** Begin DATA SUPPLIED **

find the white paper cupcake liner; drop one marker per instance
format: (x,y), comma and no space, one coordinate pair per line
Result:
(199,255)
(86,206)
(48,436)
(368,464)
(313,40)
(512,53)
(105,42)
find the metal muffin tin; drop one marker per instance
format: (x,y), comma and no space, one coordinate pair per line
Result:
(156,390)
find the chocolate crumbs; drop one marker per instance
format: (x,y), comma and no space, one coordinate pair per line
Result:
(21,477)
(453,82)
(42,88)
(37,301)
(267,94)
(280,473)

** End DATA SUPPLIED **
** Begin DATA SUPPLIED **

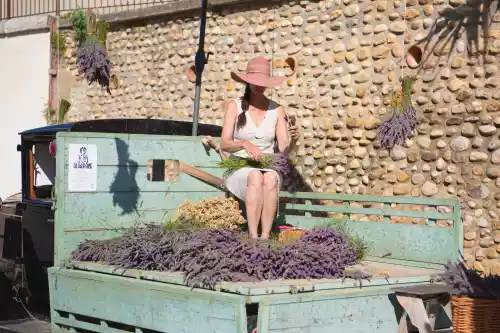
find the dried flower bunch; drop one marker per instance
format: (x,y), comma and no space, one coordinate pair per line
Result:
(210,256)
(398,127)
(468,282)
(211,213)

** End DATA SUPPLIED **

Find every line in the items above that contains the word "marker", and copy each of those lines in full. Case counts.

find the white paper cupcake liner; drop one marker per instance
find the metal muffin tin; drop one marker per instance
find the chocolate crumbs; drop one marker per instance
find the dried flower bunch; drop one marker per instance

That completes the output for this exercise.